▶ **REQUIRED WORK**
Reproduce the line containing "Task: given an image, locate the rosemary stem" in the listing below, then every later line up to the end, precisely as written.

-- -- --

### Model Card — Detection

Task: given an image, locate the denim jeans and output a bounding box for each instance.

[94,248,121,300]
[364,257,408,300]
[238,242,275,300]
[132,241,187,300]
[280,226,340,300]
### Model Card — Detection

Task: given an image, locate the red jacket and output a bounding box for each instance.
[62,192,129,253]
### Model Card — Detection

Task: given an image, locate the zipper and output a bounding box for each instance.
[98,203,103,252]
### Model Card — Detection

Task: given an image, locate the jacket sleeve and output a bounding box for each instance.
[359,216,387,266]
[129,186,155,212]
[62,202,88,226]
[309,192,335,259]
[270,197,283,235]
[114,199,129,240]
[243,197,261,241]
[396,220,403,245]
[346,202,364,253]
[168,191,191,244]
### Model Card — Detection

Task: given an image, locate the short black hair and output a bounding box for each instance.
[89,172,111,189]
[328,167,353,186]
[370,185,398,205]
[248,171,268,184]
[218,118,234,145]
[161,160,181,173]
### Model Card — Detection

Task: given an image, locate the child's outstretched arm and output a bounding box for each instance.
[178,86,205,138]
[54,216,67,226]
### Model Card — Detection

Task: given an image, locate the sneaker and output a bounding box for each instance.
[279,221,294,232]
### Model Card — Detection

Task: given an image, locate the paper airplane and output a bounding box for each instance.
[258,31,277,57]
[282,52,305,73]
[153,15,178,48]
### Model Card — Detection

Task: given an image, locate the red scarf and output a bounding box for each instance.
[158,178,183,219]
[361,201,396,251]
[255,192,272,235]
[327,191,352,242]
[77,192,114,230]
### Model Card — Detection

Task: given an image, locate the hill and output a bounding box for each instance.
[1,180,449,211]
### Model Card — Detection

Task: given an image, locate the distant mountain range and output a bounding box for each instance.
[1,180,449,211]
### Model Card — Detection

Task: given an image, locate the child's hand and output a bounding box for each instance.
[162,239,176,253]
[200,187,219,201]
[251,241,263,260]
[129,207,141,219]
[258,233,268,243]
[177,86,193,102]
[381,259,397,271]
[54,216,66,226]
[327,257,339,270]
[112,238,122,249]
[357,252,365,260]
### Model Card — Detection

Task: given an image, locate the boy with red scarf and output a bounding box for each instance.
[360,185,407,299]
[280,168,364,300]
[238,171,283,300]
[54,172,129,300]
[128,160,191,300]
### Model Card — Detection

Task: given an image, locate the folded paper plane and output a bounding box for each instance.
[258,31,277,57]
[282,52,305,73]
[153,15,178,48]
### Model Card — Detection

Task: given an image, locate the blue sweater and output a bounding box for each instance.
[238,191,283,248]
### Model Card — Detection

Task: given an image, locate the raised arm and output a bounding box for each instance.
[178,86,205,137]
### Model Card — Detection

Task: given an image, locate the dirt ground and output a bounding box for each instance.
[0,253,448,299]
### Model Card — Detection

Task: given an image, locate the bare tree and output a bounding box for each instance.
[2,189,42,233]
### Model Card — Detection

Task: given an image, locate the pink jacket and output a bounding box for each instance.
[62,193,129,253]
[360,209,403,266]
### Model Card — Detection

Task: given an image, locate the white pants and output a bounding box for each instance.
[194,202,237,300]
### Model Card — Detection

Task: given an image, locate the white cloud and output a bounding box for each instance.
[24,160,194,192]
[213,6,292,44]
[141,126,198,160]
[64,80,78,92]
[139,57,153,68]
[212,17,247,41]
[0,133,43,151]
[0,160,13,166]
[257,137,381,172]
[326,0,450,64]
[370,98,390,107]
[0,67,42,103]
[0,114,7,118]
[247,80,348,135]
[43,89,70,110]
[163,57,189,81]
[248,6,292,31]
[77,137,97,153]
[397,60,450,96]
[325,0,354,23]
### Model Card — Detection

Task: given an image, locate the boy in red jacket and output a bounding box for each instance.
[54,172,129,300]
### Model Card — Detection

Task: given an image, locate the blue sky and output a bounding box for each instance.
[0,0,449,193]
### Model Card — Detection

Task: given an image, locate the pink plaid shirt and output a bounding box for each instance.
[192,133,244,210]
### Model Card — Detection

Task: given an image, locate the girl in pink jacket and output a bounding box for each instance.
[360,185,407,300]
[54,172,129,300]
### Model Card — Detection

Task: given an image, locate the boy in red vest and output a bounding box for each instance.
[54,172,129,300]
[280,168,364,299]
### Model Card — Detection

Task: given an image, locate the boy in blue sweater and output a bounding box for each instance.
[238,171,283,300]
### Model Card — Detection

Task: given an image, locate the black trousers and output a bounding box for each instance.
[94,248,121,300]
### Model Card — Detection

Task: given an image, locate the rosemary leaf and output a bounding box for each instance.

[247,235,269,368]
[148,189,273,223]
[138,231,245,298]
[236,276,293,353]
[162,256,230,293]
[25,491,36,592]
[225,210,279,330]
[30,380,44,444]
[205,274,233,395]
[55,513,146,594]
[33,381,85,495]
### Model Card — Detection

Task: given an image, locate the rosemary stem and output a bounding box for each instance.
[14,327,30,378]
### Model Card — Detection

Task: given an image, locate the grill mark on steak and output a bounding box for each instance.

-- -- --

▶ **TASK ANSWER**
Task: given an image, locate the rosemary stem and output a bounding box for each instance.
[14,327,30,378]
### Model Card — Detection

Task: given an image, locate the grill mark on steak and output a bounding box for each instance.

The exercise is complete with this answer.